• Material shown:
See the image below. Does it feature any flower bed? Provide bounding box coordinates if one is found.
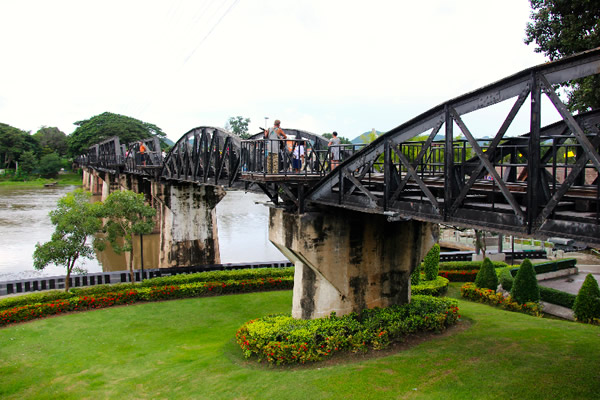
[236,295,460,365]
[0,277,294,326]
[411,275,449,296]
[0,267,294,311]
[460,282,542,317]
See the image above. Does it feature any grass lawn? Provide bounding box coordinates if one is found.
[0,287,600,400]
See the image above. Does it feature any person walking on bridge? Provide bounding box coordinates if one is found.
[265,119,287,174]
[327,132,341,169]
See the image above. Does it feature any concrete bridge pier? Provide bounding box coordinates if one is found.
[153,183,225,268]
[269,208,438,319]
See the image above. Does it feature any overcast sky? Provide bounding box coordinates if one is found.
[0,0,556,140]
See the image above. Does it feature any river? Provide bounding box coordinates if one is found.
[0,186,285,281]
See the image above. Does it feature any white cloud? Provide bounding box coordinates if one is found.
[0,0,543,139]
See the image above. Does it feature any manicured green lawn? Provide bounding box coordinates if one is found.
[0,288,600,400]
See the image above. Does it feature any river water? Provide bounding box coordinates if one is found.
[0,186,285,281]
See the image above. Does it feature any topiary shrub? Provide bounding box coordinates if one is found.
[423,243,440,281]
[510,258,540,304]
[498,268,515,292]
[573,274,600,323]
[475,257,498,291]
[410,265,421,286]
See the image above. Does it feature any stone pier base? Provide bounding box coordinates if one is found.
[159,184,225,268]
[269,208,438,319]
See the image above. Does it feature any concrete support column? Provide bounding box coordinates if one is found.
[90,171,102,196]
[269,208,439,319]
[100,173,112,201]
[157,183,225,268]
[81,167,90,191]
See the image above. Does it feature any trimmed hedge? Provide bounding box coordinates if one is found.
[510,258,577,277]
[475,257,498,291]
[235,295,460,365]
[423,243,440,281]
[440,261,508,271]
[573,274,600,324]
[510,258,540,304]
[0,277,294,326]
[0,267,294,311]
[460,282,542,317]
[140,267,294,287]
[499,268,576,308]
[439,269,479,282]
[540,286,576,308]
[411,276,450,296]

--

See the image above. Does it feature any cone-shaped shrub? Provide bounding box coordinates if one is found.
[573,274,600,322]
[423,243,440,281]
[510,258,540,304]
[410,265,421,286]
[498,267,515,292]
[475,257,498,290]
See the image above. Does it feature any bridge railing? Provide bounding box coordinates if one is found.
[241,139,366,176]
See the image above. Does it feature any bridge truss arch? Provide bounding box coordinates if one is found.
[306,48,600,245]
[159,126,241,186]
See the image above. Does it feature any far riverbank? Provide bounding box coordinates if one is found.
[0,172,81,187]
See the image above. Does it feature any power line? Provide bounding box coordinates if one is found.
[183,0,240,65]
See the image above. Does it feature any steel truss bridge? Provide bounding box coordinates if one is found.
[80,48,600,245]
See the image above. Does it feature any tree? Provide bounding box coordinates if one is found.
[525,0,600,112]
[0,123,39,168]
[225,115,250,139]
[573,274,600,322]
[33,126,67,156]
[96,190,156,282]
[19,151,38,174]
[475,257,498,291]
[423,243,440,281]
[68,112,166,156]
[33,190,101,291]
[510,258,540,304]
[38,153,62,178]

• Directions for this task: Change "overcast sky" to "gray sky" in the items starting at the line containing "See the image above. Does it feature any person" and ending at the line containing "[0,0,543,139]", leaving everything else unchanged.

• Result of this exercise:
See the image above. Does it feature any person walking on bridge? Provide bounding box coordinates if one is found.
[265,119,287,174]
[327,132,341,169]
See the image above. Does it feature any concrete bridge pier? Provide bounding box coordinates if one is found.
[153,183,225,268]
[269,208,438,319]
See the image above. Does it feature any gray sky? Provide bounding box coordinates if one is found.
[0,0,556,140]
See the image above. Does it feature any river? Provide bounding box coordinates if one is found.
[0,186,285,281]
See the image above. Does it feature any white cloud? Provide bounding box coordinates if one is found.
[0,0,543,139]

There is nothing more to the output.